_DESCRIPTION OF THE TASK:_ Please set down the entire listing exactly.

_EXERCISE INPUT:_
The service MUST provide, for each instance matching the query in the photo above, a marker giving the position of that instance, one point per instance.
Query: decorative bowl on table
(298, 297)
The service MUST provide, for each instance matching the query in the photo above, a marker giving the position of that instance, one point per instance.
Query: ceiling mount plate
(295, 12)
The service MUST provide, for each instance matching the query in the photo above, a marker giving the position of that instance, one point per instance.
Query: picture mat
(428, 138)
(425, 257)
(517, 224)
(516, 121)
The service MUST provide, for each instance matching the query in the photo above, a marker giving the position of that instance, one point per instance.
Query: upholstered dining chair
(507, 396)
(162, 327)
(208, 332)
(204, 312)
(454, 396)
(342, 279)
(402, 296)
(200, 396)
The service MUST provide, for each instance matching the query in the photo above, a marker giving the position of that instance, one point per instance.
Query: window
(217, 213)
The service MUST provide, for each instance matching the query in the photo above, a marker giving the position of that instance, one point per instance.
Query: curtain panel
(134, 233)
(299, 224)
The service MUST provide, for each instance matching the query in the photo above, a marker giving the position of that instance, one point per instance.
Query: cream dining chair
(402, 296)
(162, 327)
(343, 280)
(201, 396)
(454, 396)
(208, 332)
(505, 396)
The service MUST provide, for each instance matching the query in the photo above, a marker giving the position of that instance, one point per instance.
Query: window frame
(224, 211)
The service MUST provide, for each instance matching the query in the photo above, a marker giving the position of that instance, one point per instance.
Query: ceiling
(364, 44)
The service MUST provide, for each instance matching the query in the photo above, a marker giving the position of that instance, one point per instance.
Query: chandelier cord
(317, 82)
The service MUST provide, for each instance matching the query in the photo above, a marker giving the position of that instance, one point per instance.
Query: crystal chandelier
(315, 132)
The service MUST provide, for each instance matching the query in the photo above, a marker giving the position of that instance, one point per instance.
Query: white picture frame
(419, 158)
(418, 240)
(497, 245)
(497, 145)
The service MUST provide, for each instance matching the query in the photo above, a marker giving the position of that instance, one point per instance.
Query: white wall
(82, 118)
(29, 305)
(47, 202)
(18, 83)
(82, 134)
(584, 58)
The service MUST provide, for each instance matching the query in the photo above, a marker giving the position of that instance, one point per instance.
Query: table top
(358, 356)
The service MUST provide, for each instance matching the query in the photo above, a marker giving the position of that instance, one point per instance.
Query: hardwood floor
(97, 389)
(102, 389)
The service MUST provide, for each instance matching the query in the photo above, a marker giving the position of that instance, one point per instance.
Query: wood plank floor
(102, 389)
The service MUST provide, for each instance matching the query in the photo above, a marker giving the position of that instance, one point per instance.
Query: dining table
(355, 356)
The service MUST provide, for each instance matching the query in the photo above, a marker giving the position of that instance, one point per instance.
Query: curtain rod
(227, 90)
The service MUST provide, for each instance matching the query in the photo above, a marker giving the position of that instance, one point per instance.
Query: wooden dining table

_EXERCISE ANSWER:_
The service MUST provide, for each instance matching the query in the photo above, a marker giving the position of that instance, one point per instance.
Query: decorative bowl on table
(298, 297)
The service MUST provide, for each instance matching the query in the photo above, a marker giving the position of that instance, one point per instance.
Query: ceiling mount plate
(295, 12)
The service MUST provide, for each instance matching the query in the photo above, a marker giving the position of that instance, one point per instance.
Query: picture mat
(428, 138)
(425, 257)
(517, 224)
(516, 121)
The service MUST provide, for each instance matching the query in the photo above, a marker giving the position of that instance, one point per instance.
Query: upholstered dining chair
(507, 396)
(162, 327)
(208, 332)
(204, 312)
(454, 396)
(342, 279)
(402, 296)
(200, 396)
The service MUST provide, for each instance matching the query in the photo above, a marker giving the position of that instance, one point per instance.
Query: window
(217, 213)
The service MUST provide, for each instance matching the query in the photo above, a marker giving the position of that instance, one point per instance.
Query: curtain panel
(134, 233)
(299, 224)
The service MUST provide, for each instance matching the query in the photo above, a marker giving the position of that instance, one point per instance.
Query: cream dining chair
(402, 296)
(162, 327)
(343, 280)
(201, 396)
(454, 396)
(208, 332)
(505, 396)
The service MUST provide, for each instance matching the query in the photo above, a marker giving the position of that instance, one point per instance.
Query: window frame
(224, 211)
The service MUST provide, for each instance matching the query in the photo above, a marker giving the position of that instance, one point per instance.
Query: ceiling
(364, 44)
The service MUST provide, for each instance matching the query in the photo above, a marker giving the position of that instance, one point per instance.
Query: chandelier cord
(317, 82)
The service MUST provide, for each instance matching the query in the photo above, a marker giving the position of that instance, one point per instance.
Query: crystal chandelier
(315, 132)
The service MUST provide, for each instance matching the query in the photo above, a marker giving the position of that instance, one point per instance.
Query: white picture frame
(419, 158)
(418, 240)
(497, 245)
(497, 145)
The service MUST provide, for each instance matching the query in the photo above, a marker giving the position of that instance, one point per instance.
Query: white wall
(82, 118)
(29, 305)
(47, 202)
(18, 83)
(82, 134)
(584, 58)
The service MUST provide, for each instance matching the query in the photo above, a marker giving the position of that instance, one point per instance.
Query: table top
(358, 356)
The service MUST provide, for each instance matching the query in the photo above, a marker giving the position of that instance, one point per instance.
Query: hardwood floor
(97, 389)
(102, 389)
The service MUST provide, for each instance matching the query in the photo above, a marker giving the position of that instance, one point per instance.
Query: wood plank floor
(102, 389)
The service MUST provide, for each instance matching the query in the photo above, a marker giving the position of that instance, one point per instance.
Query: dining table
(355, 356)
The service MUST provide, for each instance matching the query in the photo above, a marker giving the position of that instance, one point per instance.
Query: curtain rod
(227, 90)
The service MUST provide, for each instance matching the query in the photo above, a marker giving the position of that instance, one point per instance.
Query: wooden dining table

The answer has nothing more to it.